**Questions on the material**:
1. In the article on teen school anxiety, what do Megan Rodgers and Lexi Lane write their worries on?
2. From the article on teen school anxiety, extract the passage from "Experts predict more" to "more sticky-note conversations." word for word.

**Passage**:

────────────────────────────────────────

How to Help Teens Deal with School Anxiety

Experts predict more school-related anxieties for middle and high schoolers.

At least once a month, Tinley Park mom Megan Rodgers and her 17-year-old daughter, Lexi Lane, share their worries and jot them down on lined Post-it notes. 

Sometimes, they find solutions to an issue and strike a line through it. Other times, for ongoing anxieties, Rodgers and Lane will peel the bullet-pointed list off the stack, paste it to previous notes and stuff them into their “COVID folder,” which also holds Rodgers’ “I got my vaccine” stickers.

With Lane’s senior year approaching after more than a year of virtual classes, Rodgers expects more sticky-note conversations.

“Being at home, she’s had all this comfort all this time. Knowing she’s going to be around people again, I think (her anxiety) is going to continue to build.”

She is not alone. Child psychologists and therapists predict more school-related anxieties for middle and high schoolers as they return to a normal classroom setting this year.

These worries can range from educational gaps and falling behind in athletic skills to sitting in a full-capacity classroom and attending crowded in-person assemblies again.

────────────────────────────────────────

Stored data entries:
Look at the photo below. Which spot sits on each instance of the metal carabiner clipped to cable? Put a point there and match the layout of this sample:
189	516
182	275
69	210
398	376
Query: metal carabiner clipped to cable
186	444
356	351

────────────────────────────────────────

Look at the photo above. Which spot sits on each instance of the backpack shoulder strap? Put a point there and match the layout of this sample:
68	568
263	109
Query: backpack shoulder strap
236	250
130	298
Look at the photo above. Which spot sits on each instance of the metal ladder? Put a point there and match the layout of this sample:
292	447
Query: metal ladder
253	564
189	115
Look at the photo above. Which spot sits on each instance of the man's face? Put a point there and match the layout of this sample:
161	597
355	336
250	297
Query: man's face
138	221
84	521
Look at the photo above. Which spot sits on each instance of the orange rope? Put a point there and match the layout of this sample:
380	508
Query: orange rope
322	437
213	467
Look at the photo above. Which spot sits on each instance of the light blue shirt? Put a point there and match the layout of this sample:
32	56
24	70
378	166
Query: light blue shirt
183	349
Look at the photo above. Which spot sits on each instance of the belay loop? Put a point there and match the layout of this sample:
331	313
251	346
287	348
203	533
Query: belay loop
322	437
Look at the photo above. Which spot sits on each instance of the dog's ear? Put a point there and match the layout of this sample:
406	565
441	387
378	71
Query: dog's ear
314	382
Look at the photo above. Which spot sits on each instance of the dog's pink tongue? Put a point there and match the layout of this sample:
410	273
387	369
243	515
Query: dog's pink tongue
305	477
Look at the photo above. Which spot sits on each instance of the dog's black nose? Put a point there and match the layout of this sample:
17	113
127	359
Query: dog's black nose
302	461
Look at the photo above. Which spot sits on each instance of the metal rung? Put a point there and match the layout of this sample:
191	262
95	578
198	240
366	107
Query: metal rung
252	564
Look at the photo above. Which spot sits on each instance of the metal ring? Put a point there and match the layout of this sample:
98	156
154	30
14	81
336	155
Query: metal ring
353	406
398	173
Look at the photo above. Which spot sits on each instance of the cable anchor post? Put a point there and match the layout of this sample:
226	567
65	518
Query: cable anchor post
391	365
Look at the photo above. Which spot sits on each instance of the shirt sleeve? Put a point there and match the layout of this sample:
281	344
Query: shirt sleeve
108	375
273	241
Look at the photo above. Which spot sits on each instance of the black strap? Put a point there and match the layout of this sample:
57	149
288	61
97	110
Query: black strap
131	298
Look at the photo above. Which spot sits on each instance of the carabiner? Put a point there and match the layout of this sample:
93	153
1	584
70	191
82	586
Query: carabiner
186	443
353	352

────────────────────────────────────────

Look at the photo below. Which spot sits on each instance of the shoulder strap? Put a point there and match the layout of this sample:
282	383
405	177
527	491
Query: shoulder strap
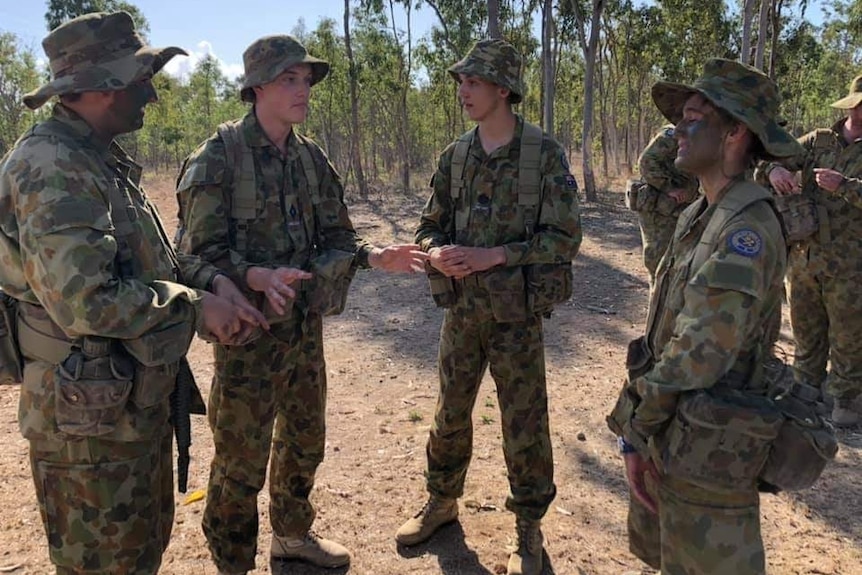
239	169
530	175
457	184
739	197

────────────────────────────────────────

**Exercise solutions**:
1. Lined Post-it notes.

2.
Experts predict more school-related anxieties for middle and high schoolers.

At least once a month, Tinley Park mom Megan Rodgers and her 17-year-old daughter, Lexi Lane, share their worries and jot them down on lined Post-it notes. 

Sometimes, they find solutions to an issue and strike a line through it. Other times, for ongoing anxieties, Rodgers and Lane will peel the bullet-pointed list off the stack, paste it to previous notes and stuff them into their “COVID folder,” which also holds Rodgers’ “I got my vaccine” stickers.

With Lane’s senior year approaching after more than a year of virtual classes, Rodgers expects more sticky-note conversations.